DO THIS
Rewrite every one of the rows below, replacing "with a pin" with "with a dot" and changing nothing else. Leave the pictures out.

PROVIDED INFORMATION
[START]

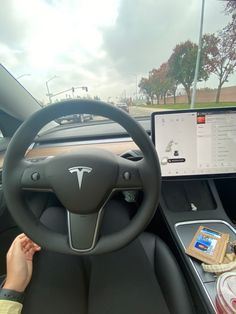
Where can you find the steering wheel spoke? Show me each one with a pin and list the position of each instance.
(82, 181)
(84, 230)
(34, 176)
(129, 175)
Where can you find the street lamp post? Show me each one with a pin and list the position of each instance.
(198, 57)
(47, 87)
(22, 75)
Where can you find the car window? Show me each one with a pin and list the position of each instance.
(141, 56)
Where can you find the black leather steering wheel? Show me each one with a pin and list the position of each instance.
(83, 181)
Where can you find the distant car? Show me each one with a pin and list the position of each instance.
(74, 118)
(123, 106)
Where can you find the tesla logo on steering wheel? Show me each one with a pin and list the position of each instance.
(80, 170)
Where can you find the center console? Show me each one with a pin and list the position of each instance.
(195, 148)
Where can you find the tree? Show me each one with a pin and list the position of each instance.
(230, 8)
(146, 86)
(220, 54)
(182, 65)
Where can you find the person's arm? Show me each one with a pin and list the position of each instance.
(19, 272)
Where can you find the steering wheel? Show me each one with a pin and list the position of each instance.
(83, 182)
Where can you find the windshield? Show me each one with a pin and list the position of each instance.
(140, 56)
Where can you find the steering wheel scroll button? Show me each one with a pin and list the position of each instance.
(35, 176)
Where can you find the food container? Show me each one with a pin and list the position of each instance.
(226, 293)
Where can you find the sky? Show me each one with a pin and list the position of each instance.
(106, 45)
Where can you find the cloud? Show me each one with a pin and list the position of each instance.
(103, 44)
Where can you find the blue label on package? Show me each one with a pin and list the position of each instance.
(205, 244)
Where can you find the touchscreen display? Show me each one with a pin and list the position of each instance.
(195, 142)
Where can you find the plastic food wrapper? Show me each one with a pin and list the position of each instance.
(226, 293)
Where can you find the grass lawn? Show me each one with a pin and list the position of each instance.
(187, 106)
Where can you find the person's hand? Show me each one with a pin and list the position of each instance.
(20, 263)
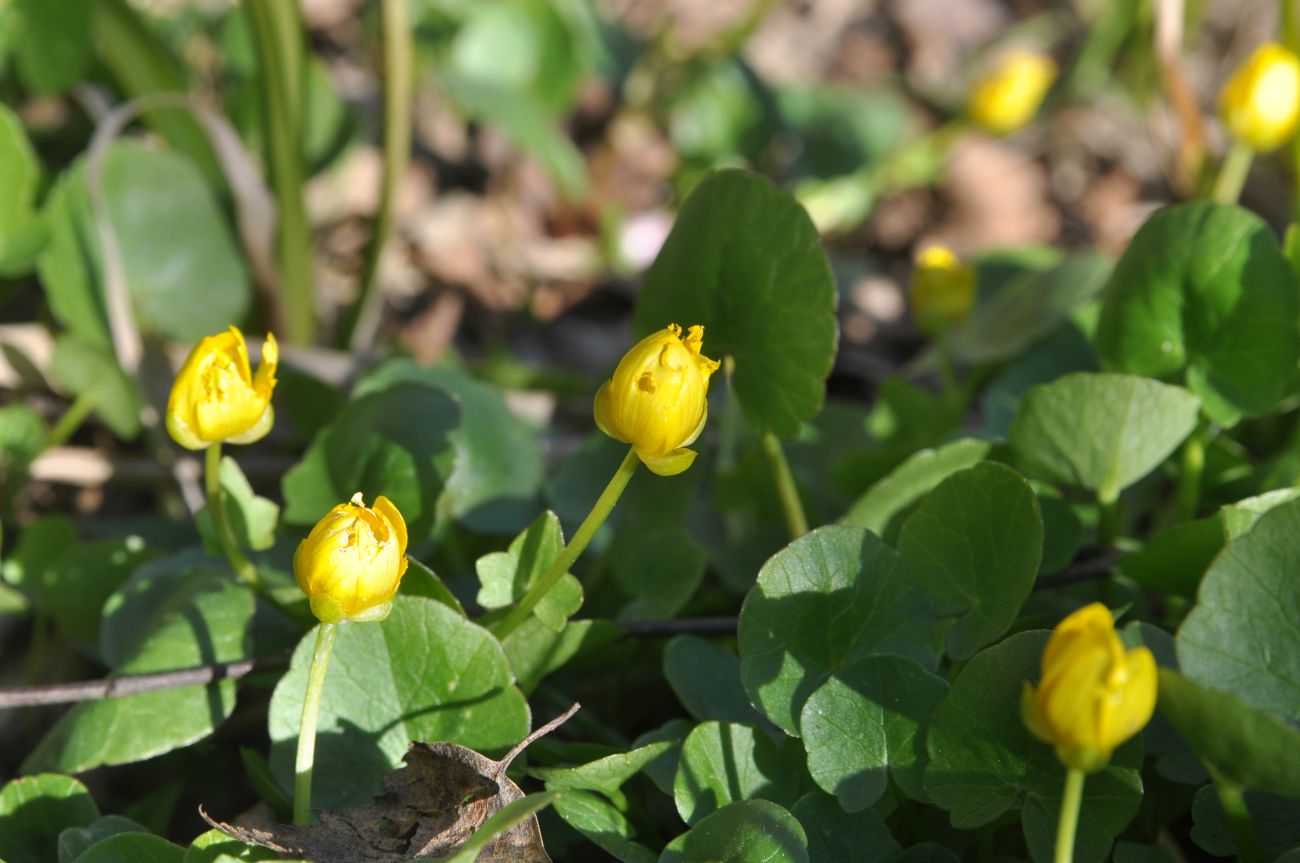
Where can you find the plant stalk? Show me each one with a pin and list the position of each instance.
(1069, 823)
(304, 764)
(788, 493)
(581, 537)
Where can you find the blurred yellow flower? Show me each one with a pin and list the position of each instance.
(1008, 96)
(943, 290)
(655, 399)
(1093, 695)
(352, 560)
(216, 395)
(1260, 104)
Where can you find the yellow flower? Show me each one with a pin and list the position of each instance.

[END]

TASK RESULT
Where can you find the steering wheel spoke? Show me each one with a dot and list the position of each instance.
(82, 181)
(84, 230)
(34, 176)
(129, 175)
Where can you find the street lamp post? Show me each one with a dot and list the position of each instance.
(198, 57)
(47, 87)
(22, 75)
Where can you find the car window? Show me each one with a dot and list the position of each instance.
(141, 56)
Where can you find the black leather steering wheel? Show me each one with a dot and list the position of each instance.
(83, 181)
Where can you find the distant car? Show me each one with a dot and list the position of each instance.
(74, 118)
(123, 106)
Where can you find the tesla logo on steering wheel? Show me each one with a dot and list the position of each instance.
(80, 170)
Where can you find the center console? Show me each one with a dot and list the position of each instance.
(195, 148)
Where can you find the tree? Show me each one with a dot and list the position of each instance.
(230, 8)
(146, 86)
(220, 54)
(182, 65)
Where can you find the person's arm? Show me each one with a dot and list the position of each instance.
(19, 272)
Where can you find the steering wheel? Show me each one with a dot and list the position of each instance.
(83, 182)
Where can you find the windshield? Show me each one with a dot and list the position of each instance.
(140, 56)
Where can you find the steering wheel scroll button? Show me each one with a dot and list the position of each instance.
(35, 176)
Where can you find the food container? Show me each one with a dot and list the position of each instance.
(226, 293)
Where can you find the sky? Show me each one with a dot and list the position of each instance.
(106, 45)
Where can you find the cloud? Show me each one with a dot and list the position of each instance.
(103, 44)
Where can you find the blue label on package? Show me each one with a dot and list the position of each instance.
(205, 244)
Where can you find the touchscreen display? Show me each one with a dot and list the position of each instance.
(195, 142)
Where can you find the plastic food wrapper? Show me each one with a dot and list the position of each instance.
(226, 293)
Where can you find the grass lawn? Show me each one with a dot and list the position of each instance.
(187, 106)
Where can you find the person's hand? Show me each one with a dot and list the position of each instance.
(20, 263)
Where can you find the plant stalk? Show me each one with a dot and list the position of each instance.
(1069, 823)
(304, 764)
(788, 493)
(581, 537)
Where can you find the blurred yellow flower? Show me each one with a dot and list the position of each instance.
(1008, 96)
(943, 290)
(655, 399)
(1093, 695)
(352, 560)
(216, 395)
(1260, 104)
Where can you find the yellow flower? Show me each one with a dot and list the position of each instance.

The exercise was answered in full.